*WORK INSTRUCTIONS*: Quote the lines below exactly, from the one that holds "Objective — locate the sweater" through the final line of the records, and only those.

[Dataset items]
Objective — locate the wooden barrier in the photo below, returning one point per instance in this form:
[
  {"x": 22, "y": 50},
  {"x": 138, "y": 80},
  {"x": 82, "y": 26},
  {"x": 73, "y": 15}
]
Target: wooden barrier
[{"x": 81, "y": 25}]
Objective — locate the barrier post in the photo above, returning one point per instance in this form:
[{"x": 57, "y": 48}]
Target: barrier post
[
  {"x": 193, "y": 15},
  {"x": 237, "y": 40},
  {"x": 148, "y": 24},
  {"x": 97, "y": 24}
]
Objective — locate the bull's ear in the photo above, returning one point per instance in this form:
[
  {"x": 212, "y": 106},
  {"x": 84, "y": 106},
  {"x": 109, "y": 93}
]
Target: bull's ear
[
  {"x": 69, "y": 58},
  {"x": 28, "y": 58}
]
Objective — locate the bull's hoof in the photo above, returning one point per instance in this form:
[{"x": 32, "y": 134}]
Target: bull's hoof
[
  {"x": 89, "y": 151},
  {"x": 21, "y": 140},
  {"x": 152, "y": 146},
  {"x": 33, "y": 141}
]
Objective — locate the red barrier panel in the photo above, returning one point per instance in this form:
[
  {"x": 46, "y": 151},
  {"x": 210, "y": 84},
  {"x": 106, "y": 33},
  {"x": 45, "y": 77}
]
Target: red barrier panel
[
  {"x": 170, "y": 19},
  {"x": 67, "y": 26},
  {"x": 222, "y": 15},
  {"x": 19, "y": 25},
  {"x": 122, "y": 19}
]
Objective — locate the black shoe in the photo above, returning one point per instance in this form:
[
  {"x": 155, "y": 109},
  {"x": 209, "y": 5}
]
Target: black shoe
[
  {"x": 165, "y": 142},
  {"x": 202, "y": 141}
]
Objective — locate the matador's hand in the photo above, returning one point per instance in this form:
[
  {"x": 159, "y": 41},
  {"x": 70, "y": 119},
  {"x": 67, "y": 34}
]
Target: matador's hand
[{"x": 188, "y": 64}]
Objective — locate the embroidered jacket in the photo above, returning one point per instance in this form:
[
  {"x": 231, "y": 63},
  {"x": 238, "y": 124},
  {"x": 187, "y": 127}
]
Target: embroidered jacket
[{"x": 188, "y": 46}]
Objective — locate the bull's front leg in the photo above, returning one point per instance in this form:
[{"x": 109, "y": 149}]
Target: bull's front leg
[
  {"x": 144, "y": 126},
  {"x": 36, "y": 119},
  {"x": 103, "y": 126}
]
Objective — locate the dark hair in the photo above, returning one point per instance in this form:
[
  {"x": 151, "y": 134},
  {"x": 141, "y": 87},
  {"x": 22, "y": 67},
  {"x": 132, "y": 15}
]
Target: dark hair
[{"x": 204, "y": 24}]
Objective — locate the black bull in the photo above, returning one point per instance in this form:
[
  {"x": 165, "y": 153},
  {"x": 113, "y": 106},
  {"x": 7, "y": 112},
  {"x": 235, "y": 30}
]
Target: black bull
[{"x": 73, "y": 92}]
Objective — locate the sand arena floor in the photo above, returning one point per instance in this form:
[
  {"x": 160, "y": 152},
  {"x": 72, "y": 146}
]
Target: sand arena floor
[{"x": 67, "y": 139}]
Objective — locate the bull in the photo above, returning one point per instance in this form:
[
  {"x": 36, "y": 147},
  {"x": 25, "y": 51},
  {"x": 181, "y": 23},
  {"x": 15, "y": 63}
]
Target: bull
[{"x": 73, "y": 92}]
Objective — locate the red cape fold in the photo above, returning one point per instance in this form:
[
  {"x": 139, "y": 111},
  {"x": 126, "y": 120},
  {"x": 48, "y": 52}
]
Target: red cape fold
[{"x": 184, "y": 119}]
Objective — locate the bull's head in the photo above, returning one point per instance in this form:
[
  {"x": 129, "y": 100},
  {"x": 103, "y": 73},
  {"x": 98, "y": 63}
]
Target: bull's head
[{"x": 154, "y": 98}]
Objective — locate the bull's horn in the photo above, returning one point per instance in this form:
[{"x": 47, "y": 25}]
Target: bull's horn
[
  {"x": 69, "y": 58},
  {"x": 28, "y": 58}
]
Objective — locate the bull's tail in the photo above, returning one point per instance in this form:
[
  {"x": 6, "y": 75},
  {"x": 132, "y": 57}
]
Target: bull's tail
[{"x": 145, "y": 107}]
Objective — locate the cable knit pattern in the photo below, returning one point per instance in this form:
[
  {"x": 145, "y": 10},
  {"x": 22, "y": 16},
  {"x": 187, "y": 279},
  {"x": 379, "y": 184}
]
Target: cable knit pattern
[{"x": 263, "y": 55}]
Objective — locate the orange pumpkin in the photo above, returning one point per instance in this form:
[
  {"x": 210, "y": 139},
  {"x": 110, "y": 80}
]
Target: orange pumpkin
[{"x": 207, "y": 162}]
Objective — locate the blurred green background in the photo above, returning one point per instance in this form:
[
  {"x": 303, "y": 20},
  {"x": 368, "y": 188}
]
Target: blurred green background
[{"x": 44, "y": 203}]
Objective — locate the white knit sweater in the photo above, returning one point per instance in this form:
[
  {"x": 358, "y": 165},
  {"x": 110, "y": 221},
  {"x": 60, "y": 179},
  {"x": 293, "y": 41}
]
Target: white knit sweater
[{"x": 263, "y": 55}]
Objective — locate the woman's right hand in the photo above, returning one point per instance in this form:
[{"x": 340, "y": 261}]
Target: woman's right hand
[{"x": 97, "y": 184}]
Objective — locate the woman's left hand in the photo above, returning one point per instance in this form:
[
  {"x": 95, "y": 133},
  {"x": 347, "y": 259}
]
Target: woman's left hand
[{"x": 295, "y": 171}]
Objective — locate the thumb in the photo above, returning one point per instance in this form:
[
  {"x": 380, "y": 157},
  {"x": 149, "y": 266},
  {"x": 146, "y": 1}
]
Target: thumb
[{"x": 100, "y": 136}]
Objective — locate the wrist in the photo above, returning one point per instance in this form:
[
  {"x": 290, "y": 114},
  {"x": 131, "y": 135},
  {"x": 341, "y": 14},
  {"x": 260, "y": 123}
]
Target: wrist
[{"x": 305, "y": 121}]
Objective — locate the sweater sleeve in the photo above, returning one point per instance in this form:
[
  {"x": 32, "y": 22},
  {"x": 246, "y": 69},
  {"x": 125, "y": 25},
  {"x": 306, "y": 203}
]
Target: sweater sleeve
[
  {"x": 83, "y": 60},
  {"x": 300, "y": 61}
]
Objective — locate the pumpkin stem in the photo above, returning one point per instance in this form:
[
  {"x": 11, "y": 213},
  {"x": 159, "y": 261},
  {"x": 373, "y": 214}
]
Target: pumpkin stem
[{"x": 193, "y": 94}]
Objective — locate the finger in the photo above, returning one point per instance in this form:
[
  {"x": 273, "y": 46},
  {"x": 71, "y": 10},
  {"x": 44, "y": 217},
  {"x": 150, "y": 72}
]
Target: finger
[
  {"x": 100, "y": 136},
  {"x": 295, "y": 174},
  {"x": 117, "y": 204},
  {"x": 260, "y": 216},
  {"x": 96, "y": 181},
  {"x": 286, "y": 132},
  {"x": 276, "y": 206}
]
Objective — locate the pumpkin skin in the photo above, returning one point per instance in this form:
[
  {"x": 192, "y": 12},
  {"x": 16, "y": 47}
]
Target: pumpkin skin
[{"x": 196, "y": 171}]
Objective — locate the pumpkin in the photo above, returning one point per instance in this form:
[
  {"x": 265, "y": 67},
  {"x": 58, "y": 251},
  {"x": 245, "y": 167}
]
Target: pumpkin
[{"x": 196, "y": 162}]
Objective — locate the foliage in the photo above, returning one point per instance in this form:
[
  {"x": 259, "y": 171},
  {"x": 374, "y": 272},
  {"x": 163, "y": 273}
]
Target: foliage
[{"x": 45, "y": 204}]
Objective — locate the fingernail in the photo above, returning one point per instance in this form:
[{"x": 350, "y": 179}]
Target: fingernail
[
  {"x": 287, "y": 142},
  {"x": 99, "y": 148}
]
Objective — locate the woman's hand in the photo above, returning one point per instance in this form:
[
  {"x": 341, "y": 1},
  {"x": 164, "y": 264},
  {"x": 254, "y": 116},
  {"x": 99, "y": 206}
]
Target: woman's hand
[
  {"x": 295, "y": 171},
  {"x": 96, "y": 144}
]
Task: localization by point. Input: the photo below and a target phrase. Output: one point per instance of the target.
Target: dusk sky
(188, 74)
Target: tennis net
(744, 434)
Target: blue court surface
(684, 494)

*FULL SOLUTION*:
Objective — locate the sweater sleeve in the photo above, returning one point per instance in this form:
[
  {"x": 32, "y": 22},
  {"x": 246, "y": 69},
  {"x": 125, "y": 25},
  {"x": 306, "y": 203}
]
Target: sweater sleeve
[
  {"x": 83, "y": 60},
  {"x": 300, "y": 61}
]
Objective — locate the pumpkin stem in the photo above, returning one point per instance in this form:
[
  {"x": 11, "y": 213},
  {"x": 159, "y": 261},
  {"x": 373, "y": 214}
]
Target: pumpkin stem
[{"x": 193, "y": 94}]
Objective — locate the finger in the photo above, returning one point per instance in this form:
[
  {"x": 273, "y": 46},
  {"x": 71, "y": 10},
  {"x": 44, "y": 217},
  {"x": 150, "y": 72}
]
Target: finger
[
  {"x": 100, "y": 136},
  {"x": 295, "y": 174},
  {"x": 117, "y": 204},
  {"x": 260, "y": 216},
  {"x": 96, "y": 181},
  {"x": 286, "y": 132},
  {"x": 276, "y": 206}
]
Objective — locate the pumpkin skin in the photo above, returning one point per instance in this form:
[
  {"x": 192, "y": 12},
  {"x": 16, "y": 47}
]
Target: pumpkin skin
[{"x": 196, "y": 171}]
Objective — locate the pumpkin in the photo above, returning one point per instance in this form:
[
  {"x": 265, "y": 67},
  {"x": 58, "y": 251},
  {"x": 245, "y": 167}
]
Target: pumpkin
[{"x": 196, "y": 162}]
Objective — locate the foliage in the photo above, returning one point per instance in this form:
[
  {"x": 259, "y": 171},
  {"x": 374, "y": 272},
  {"x": 163, "y": 273}
]
Target: foliage
[{"x": 45, "y": 204}]
Objective — locate the fingernail in the photo above, returning one point per instance in this form:
[{"x": 350, "y": 179}]
Target: fingernail
[
  {"x": 287, "y": 142},
  {"x": 99, "y": 148}
]
Objective — locate the woman's hand in the photo above, returning one point per instance in this form:
[
  {"x": 341, "y": 1},
  {"x": 164, "y": 264},
  {"x": 254, "y": 116},
  {"x": 99, "y": 206}
]
Target: woman's hand
[
  {"x": 295, "y": 171},
  {"x": 96, "y": 144}
]
Task: localization by point. Input: the photo below and a target phrase. Output: one point per instance of the target.
Target: dusk sky
(188, 74)
Target: tennis net
(744, 434)
Target: blue court surface
(684, 494)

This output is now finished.